### Task list
(a) In the project description on joint event-relation extraction, what do existing methods for this task rely on?
(b) Carry on the project description on joint event-relation extraction, starting after its final sentence.

### Selected passage
*** Block opens ***

Skip to content

Angana1/Joint-Event-Extraction-NLP

 
 

Repository files navigation

Joint Event-Relation Extraction using Encoder Decoder Architecture

Natural Language Processing Course Project of Group 19 at IIT Kharagpur (Autumn'21). For a detailed description of the methodology and results, please view the Project Report.

Group Members:

  • Angana Mondal (19IE10039)
  • Abhikhya Tripathy (19EC10085)
  • Debaditya Mukhopadhyay (19IE10036)
  • Aditya Basu (19IE10002)

Introduction

Joint-event-extraction is a significant emerging application of NLP techniques which involves extracting structural information (i.e., event triggers, arguments of the event) from unstructured real-world corpora. Existing methods for this task rely on complicated pipelines prone to error propagation.

*** Block closes ***

### Data for analysis
*** Block opens ***

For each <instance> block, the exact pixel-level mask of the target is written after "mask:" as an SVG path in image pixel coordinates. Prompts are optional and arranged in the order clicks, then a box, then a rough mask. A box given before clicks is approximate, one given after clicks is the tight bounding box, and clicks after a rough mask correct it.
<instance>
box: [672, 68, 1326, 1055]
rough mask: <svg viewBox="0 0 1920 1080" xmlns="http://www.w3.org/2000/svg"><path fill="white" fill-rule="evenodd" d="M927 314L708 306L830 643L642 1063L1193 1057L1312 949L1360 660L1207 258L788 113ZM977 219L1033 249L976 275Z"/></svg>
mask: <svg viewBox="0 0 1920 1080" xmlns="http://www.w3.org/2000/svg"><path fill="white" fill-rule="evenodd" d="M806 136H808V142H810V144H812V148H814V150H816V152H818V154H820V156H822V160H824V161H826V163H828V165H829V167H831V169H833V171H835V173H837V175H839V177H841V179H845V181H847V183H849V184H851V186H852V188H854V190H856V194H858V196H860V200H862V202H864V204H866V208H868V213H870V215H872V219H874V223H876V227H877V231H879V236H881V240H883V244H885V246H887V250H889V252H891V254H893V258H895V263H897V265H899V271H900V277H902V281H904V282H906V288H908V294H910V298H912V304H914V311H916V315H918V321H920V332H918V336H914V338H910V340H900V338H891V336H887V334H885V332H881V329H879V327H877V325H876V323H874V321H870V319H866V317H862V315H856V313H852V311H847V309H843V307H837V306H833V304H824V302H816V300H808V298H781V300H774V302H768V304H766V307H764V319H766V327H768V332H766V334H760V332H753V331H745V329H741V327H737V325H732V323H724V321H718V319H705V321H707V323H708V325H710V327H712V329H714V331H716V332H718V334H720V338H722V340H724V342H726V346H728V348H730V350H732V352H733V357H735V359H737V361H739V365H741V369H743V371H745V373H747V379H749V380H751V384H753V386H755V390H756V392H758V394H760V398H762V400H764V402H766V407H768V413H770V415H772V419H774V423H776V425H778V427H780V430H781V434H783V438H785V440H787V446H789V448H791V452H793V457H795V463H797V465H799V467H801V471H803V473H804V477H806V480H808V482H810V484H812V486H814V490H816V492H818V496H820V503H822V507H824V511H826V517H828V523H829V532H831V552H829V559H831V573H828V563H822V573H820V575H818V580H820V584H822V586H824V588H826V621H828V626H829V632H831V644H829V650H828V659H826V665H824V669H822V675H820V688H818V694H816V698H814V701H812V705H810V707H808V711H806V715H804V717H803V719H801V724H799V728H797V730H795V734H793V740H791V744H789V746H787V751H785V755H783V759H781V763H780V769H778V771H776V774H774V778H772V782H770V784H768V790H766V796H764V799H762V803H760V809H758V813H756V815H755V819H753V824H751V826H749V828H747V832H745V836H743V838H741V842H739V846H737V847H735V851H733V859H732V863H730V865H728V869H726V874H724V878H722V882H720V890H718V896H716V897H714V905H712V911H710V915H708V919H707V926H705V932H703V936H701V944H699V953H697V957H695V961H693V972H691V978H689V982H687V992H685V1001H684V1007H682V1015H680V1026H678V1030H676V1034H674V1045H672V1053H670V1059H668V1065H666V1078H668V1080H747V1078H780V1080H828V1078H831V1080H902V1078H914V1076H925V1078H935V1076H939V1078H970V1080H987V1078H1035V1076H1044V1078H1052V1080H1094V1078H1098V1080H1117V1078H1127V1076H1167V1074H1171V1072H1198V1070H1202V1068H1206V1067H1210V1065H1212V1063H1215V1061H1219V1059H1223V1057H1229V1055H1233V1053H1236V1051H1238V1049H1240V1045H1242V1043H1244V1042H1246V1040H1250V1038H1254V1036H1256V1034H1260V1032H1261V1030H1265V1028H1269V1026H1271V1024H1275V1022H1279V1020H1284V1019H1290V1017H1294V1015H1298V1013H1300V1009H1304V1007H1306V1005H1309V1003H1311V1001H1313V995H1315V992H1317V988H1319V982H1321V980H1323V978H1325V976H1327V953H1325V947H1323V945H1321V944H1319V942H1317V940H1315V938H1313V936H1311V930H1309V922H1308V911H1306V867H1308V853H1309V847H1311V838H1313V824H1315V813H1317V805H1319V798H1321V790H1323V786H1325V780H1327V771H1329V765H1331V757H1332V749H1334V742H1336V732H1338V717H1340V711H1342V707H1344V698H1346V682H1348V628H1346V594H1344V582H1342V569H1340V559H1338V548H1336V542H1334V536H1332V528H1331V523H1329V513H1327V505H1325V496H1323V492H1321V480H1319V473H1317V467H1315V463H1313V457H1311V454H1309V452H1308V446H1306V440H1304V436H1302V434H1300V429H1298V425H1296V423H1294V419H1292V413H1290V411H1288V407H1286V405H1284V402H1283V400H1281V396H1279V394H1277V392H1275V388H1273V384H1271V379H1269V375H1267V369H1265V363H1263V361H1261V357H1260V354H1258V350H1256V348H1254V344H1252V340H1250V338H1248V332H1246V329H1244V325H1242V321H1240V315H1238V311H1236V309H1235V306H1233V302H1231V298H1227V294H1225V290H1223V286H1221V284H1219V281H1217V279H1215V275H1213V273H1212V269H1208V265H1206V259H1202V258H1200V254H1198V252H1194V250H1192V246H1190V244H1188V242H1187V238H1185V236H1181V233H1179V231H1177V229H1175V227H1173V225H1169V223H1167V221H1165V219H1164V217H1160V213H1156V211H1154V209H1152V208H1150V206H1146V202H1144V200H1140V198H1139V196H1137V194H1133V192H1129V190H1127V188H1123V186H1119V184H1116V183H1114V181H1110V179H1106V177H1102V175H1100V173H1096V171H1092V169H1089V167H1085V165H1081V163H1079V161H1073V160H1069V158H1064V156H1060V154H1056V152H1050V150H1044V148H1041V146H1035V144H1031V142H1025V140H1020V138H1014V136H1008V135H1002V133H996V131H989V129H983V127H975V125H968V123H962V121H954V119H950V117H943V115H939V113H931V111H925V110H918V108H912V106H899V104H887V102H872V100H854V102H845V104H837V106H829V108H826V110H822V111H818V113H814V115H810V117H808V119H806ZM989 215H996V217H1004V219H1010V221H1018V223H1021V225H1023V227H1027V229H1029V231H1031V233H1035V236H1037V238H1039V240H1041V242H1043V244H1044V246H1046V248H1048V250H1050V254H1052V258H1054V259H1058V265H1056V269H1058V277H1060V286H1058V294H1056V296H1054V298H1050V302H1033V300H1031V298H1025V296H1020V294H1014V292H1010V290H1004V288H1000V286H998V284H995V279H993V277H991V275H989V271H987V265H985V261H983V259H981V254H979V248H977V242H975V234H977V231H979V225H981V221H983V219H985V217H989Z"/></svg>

*** Block closes ***

### Results of the exercise
(a) Complicated pipelines prone to error propagation.

(b)
Model Architecture

An encoder-decoder based architecture for joint entity-relation extraction was proposed by Tapas Nayak et al., and we further develop the architecture to deploy it to predicting trigger, argument and relation tuple (including the classes of the trigger and argument). We also utilise pretrained BERT embeddings to preprocess our data.

Datasets

The data is available at: https://drive.google.com/drive/u/1/folders/1fYP9PUQYRV0JWBa-N3CwuGkOCeBielT9
To obtain the Word2Vec embeddings and BERT embeddings, download 'w2v.txt' and 'BERT_embeddings.txt' from the aforementioned link.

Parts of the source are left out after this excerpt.